(What to do):
All of the entries need to be set down exactly as they read.

═══

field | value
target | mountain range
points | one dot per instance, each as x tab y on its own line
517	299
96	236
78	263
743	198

═══

(Written reply):
field | value
target | mountain range
points | one dot per instance, each as x tab y on its own line
517	299
96	236
78	263
743	198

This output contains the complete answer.